- [Recorded information]
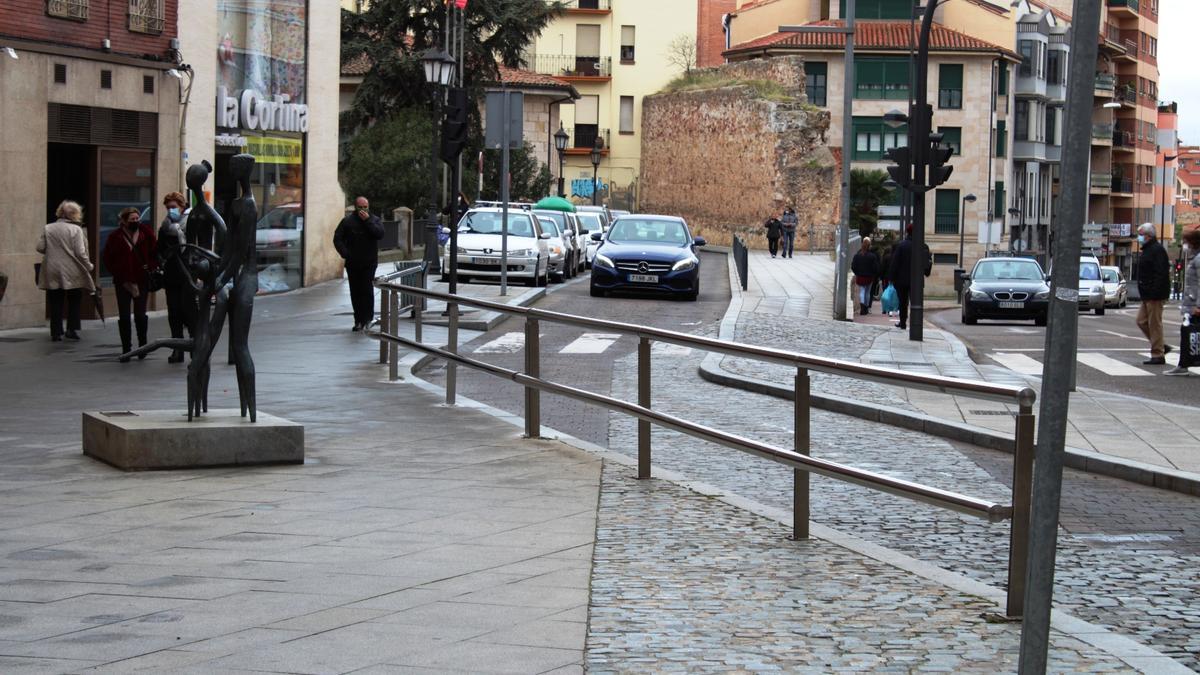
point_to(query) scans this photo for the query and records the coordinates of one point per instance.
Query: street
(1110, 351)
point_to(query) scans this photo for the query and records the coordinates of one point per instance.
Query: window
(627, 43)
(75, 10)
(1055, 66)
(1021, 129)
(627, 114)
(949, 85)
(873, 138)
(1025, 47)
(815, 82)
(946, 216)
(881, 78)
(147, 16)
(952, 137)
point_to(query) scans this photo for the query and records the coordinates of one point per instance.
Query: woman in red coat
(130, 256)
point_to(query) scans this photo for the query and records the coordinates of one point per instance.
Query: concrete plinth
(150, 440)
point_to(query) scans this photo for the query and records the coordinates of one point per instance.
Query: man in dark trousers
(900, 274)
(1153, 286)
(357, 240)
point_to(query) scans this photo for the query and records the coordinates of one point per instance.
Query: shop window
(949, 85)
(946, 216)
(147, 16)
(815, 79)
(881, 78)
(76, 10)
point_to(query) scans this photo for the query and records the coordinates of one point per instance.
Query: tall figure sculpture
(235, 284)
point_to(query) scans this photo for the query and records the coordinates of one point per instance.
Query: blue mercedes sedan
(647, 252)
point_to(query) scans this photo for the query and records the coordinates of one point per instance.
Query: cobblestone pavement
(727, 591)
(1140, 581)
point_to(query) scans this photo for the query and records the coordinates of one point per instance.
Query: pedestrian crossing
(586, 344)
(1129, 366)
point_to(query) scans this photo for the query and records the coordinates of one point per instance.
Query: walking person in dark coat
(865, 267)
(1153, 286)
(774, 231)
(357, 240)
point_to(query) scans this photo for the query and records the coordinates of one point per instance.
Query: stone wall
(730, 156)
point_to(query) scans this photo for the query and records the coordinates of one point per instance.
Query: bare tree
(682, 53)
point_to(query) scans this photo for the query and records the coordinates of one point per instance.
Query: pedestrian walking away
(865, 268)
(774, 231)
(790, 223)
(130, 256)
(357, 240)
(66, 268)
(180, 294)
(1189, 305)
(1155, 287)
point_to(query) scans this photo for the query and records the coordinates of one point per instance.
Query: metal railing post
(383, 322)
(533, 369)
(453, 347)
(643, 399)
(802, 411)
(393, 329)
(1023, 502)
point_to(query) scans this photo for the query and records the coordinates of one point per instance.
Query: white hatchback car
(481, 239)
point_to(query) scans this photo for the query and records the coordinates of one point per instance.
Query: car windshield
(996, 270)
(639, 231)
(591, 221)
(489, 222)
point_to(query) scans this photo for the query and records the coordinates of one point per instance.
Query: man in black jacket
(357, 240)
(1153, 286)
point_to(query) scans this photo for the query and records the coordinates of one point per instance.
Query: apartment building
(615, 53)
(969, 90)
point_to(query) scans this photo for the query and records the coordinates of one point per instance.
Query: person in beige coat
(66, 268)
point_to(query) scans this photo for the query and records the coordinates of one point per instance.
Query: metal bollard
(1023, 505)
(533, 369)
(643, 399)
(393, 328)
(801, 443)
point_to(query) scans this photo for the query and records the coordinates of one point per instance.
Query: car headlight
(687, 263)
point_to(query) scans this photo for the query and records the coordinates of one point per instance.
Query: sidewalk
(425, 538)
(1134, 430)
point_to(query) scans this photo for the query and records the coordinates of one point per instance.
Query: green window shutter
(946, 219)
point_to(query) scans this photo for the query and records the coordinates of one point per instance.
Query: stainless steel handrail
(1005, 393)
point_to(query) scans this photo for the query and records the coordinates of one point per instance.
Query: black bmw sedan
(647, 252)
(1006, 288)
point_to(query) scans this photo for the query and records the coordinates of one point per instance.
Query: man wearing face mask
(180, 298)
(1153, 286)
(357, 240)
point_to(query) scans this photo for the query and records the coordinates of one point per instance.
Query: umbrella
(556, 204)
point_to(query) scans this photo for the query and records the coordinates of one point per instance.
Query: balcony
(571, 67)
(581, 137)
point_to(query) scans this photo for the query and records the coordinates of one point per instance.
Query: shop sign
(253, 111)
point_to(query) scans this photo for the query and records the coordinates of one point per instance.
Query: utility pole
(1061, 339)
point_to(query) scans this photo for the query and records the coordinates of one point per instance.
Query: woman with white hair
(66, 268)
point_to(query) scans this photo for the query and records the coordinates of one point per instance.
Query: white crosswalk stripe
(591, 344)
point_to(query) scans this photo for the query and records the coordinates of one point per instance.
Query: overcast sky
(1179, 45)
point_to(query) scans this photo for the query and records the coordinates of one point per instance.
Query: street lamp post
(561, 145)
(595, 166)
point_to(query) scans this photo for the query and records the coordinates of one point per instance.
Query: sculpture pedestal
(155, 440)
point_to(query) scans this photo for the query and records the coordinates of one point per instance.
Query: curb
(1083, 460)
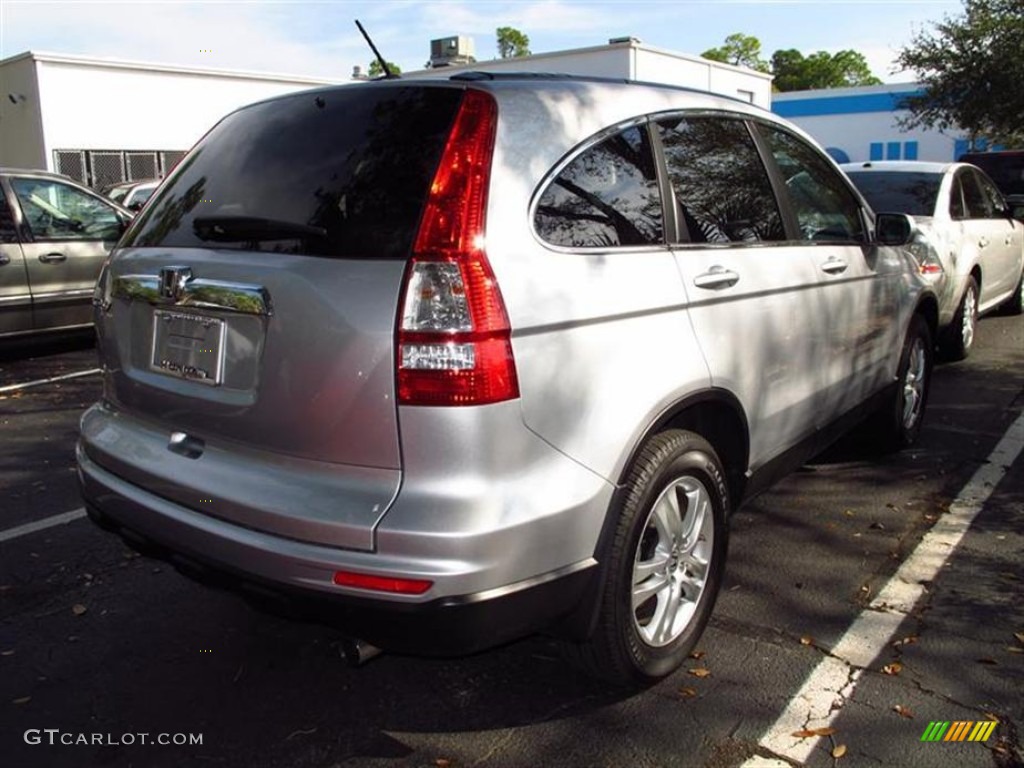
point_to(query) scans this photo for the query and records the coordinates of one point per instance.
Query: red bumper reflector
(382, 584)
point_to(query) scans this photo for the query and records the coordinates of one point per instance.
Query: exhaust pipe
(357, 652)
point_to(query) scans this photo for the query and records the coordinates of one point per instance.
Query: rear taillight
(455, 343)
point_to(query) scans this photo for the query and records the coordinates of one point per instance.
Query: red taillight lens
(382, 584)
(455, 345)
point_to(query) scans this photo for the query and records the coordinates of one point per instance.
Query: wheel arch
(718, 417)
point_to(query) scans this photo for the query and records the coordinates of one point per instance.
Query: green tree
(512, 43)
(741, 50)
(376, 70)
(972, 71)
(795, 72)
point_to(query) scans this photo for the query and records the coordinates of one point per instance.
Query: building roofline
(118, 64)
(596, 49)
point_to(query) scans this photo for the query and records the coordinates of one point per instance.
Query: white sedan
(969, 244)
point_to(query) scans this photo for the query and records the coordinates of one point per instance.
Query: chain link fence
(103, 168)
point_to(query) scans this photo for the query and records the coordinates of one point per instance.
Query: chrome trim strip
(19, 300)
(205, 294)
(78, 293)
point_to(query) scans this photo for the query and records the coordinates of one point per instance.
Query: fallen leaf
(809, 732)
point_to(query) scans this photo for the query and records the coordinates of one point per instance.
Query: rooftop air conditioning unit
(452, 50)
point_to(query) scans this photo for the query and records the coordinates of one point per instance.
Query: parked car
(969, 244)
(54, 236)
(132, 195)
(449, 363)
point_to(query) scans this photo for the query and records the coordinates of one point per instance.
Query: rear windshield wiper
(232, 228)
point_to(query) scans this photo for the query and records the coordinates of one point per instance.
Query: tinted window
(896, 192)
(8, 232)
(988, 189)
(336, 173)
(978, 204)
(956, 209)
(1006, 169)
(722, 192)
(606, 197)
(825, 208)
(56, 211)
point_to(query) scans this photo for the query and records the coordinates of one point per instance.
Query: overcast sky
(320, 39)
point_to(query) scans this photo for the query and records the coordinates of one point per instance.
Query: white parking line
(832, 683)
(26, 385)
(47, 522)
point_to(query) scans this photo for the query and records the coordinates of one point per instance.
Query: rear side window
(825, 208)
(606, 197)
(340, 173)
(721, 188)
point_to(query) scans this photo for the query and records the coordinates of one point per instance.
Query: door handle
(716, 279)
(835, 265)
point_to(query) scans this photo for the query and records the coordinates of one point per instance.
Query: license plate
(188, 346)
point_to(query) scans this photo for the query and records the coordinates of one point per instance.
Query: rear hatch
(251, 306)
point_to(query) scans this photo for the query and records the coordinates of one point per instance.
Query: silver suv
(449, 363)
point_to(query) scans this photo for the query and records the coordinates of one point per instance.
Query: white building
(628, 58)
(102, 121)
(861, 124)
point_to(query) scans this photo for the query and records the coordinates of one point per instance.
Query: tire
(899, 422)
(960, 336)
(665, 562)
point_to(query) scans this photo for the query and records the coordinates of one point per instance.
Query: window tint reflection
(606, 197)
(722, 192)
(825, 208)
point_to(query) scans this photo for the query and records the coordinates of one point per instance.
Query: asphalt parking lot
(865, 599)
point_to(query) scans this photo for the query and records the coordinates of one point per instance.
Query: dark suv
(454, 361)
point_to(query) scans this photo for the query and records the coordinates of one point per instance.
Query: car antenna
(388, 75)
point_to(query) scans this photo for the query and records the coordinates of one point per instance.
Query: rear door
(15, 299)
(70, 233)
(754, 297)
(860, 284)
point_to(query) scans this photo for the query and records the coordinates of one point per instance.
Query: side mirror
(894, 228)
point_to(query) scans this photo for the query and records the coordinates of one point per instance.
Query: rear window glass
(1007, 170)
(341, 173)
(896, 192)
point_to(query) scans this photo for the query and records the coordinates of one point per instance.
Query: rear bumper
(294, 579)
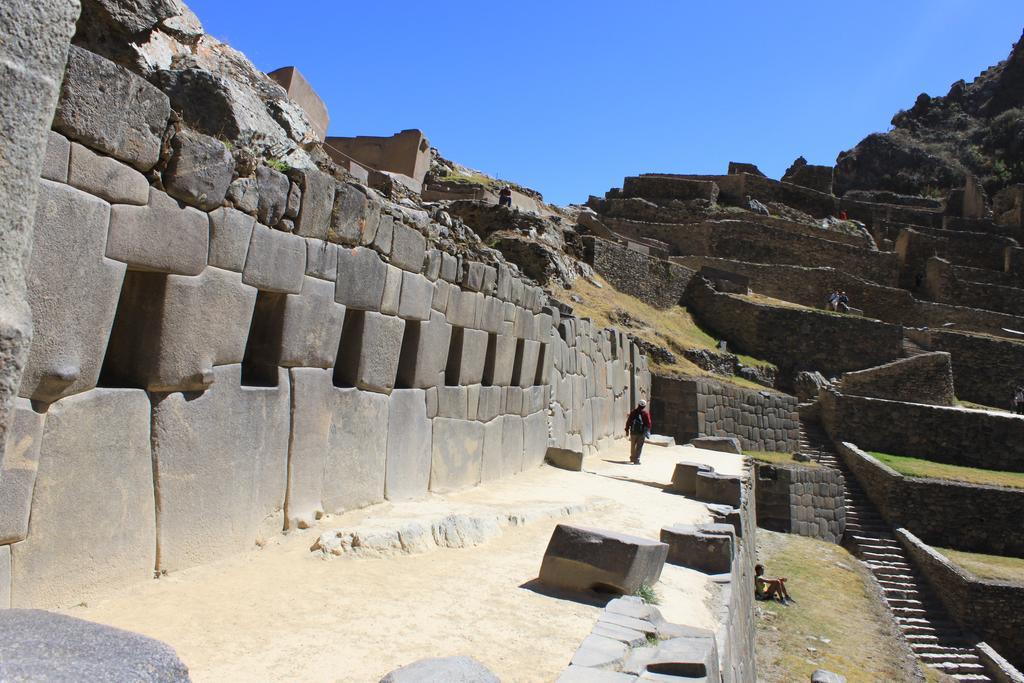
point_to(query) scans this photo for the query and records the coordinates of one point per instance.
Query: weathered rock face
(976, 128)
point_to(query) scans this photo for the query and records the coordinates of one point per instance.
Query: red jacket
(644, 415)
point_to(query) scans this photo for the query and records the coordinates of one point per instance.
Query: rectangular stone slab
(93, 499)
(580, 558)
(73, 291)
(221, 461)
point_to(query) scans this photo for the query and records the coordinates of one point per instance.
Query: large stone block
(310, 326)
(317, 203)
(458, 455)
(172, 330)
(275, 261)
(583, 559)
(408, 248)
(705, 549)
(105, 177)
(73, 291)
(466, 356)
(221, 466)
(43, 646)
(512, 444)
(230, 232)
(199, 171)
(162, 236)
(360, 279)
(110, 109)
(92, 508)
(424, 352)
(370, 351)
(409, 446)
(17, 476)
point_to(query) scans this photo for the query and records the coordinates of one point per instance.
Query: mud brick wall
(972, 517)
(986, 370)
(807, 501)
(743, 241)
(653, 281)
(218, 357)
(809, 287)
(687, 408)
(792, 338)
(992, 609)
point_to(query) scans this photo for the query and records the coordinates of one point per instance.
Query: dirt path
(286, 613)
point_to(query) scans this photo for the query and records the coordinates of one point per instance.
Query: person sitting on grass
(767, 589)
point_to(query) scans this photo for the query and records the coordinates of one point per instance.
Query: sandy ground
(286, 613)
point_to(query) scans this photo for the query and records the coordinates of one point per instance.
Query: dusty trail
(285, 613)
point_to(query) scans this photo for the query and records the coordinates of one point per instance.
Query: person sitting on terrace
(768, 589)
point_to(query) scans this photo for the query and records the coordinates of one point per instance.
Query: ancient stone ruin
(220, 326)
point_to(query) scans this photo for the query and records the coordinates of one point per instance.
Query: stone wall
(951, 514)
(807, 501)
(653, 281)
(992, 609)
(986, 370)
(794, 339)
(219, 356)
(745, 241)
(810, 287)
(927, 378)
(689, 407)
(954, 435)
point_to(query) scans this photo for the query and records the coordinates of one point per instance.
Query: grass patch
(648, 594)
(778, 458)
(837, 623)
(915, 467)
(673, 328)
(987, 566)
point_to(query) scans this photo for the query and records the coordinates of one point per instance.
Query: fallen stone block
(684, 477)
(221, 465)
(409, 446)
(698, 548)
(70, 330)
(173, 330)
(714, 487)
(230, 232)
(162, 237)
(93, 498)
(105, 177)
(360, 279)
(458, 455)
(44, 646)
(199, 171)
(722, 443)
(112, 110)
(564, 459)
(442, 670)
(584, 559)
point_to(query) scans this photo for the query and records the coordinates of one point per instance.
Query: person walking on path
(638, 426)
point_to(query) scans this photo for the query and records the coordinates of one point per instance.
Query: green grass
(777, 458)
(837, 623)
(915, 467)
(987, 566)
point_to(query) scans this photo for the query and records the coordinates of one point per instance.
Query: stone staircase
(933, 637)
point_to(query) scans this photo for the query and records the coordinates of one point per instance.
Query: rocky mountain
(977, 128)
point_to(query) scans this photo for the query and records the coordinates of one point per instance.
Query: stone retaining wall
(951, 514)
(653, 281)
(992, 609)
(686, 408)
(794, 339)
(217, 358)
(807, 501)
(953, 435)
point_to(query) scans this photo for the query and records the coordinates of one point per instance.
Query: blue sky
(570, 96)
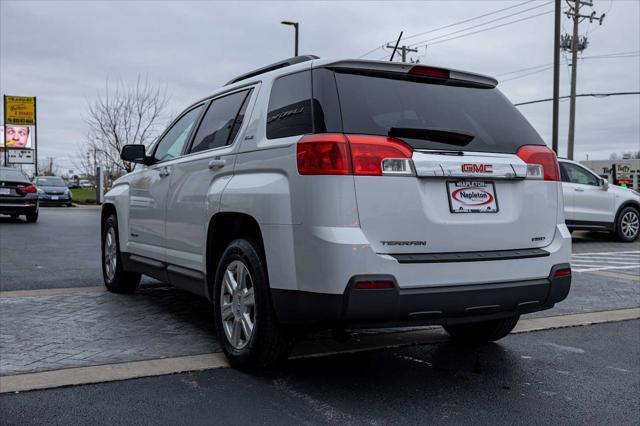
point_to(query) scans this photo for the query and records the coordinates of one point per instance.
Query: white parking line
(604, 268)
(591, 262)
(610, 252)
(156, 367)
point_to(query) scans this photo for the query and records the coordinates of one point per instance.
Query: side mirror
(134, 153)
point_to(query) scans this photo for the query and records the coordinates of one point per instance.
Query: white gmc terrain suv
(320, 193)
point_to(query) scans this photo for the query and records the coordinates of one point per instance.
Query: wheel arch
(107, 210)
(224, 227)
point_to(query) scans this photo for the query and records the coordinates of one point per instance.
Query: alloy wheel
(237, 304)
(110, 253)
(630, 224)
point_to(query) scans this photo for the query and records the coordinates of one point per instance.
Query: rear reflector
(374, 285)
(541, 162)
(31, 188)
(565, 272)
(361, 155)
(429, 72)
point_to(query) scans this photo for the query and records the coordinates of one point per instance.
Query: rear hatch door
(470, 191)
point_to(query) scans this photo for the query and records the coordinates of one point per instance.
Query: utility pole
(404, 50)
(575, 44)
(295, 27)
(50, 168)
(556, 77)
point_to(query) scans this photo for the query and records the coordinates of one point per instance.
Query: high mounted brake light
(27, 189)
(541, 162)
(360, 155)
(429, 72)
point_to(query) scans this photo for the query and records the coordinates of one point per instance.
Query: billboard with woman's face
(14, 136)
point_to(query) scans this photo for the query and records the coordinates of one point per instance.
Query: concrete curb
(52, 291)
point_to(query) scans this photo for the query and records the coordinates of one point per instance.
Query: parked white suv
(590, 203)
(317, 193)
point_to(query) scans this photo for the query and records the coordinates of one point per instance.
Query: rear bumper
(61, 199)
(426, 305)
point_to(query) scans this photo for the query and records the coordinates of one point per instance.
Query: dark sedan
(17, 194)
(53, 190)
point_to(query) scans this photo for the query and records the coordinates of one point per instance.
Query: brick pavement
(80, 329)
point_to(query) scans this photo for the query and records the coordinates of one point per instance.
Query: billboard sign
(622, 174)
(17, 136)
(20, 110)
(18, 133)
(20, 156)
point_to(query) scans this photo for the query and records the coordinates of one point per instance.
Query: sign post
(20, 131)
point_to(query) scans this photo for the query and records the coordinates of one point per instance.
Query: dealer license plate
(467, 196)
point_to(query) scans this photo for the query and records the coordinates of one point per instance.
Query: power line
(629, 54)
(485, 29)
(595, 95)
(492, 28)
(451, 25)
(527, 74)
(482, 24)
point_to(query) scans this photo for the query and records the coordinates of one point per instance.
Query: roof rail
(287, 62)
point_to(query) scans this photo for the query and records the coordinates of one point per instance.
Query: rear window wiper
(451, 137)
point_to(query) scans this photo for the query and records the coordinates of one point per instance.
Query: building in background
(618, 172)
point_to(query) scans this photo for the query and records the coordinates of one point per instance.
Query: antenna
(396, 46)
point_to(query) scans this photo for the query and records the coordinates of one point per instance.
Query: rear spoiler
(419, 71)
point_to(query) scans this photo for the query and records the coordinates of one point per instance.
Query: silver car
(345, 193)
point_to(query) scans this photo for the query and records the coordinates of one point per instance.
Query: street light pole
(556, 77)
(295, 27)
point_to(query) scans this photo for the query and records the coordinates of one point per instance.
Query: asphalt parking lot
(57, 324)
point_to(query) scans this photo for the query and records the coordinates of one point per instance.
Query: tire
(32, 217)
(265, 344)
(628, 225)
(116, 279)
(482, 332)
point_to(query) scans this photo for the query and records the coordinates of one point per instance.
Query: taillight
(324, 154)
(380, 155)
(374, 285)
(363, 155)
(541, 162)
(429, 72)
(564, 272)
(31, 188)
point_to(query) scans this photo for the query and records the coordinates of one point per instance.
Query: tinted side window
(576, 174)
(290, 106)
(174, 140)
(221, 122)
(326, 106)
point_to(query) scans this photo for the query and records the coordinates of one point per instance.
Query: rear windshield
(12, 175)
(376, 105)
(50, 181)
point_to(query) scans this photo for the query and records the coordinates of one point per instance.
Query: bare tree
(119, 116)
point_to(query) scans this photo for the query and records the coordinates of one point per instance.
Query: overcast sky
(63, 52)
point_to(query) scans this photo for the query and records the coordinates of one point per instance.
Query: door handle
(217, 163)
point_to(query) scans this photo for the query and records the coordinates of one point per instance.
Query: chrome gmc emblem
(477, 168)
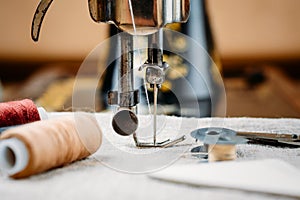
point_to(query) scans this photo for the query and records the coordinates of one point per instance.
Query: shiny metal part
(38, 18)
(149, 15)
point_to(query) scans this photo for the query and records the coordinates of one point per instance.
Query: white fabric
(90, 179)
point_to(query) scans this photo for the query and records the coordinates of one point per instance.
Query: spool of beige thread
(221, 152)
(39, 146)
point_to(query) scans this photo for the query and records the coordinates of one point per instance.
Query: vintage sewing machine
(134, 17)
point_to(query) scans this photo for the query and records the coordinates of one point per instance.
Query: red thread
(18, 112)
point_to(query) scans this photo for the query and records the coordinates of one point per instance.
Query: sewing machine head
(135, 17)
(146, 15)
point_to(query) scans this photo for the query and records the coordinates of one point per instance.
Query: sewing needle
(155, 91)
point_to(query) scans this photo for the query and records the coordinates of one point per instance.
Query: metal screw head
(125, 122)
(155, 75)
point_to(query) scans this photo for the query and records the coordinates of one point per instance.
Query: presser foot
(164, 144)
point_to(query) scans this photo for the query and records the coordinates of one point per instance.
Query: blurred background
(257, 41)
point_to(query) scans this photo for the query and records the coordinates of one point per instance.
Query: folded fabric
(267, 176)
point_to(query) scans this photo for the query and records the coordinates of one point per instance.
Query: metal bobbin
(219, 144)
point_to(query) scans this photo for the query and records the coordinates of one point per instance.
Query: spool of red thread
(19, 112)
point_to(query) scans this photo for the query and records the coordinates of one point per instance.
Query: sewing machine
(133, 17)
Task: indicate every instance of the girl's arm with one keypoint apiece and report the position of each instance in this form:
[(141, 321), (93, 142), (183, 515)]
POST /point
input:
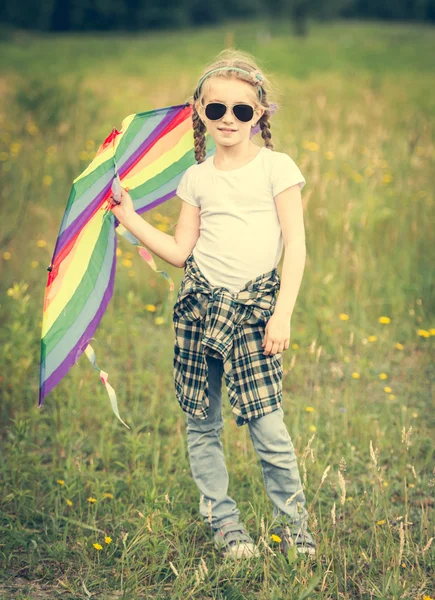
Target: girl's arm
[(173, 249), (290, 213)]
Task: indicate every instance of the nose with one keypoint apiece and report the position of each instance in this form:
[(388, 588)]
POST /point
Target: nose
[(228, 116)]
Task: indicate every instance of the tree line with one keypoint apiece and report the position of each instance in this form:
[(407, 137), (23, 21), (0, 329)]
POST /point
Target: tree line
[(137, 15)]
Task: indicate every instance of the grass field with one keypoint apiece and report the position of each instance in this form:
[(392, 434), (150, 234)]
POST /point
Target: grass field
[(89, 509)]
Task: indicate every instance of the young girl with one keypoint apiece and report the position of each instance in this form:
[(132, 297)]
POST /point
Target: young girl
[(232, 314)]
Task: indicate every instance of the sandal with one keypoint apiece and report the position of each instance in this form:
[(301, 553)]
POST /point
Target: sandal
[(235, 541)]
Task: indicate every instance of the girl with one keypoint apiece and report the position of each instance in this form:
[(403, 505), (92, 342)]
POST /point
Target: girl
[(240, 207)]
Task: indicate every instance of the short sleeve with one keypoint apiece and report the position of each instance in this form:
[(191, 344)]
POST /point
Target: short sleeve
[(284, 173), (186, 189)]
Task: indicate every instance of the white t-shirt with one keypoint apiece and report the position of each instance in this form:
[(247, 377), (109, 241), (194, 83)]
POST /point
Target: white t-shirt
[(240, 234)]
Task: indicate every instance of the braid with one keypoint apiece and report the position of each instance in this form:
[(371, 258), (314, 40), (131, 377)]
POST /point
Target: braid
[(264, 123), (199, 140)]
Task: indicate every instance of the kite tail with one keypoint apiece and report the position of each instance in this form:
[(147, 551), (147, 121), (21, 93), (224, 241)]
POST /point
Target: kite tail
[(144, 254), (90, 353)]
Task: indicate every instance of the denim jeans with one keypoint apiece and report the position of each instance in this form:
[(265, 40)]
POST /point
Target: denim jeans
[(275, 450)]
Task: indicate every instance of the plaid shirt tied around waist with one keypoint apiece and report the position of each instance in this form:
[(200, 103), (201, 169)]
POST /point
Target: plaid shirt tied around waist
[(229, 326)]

- [What the exercise asks]
Your answer must be the lines from the one holding "[(265, 40)]" to the end of the listing above, exactly as written and nothing else.

- [Expected answer]
[(265, 40)]
POST /point
Target: denim jeans
[(275, 450)]
Task: indicate every instance of the plaid shirt tied around waist with one keypoint apiece and report the position of each instance in this form:
[(200, 103), (201, 169)]
POST /point
Target: plaid shirt tied around waist
[(229, 326)]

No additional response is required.